▶ Problem details:
Give the line containing "Target: reflection of parked car" again, exactly, along with all later lines of the entries, through the last one.
[Information shown]
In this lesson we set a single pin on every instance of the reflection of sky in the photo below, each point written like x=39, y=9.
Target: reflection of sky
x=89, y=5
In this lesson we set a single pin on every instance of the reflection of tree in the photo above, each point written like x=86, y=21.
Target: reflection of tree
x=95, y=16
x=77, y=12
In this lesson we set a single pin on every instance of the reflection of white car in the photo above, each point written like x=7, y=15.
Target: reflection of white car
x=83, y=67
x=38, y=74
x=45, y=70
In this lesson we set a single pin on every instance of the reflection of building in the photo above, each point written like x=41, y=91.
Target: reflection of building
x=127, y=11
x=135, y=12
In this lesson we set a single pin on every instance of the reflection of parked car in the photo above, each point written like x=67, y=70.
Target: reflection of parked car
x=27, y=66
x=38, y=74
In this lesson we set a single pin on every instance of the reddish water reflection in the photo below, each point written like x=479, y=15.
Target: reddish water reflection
[/Information shown]
▶ Task output:
Target: reflection of parked car
x=27, y=66
x=38, y=74
In this lesson we set a single pin on every instance of the reddish water reflection in the photo below, each point written like x=479, y=15.
Target: reddish water reflection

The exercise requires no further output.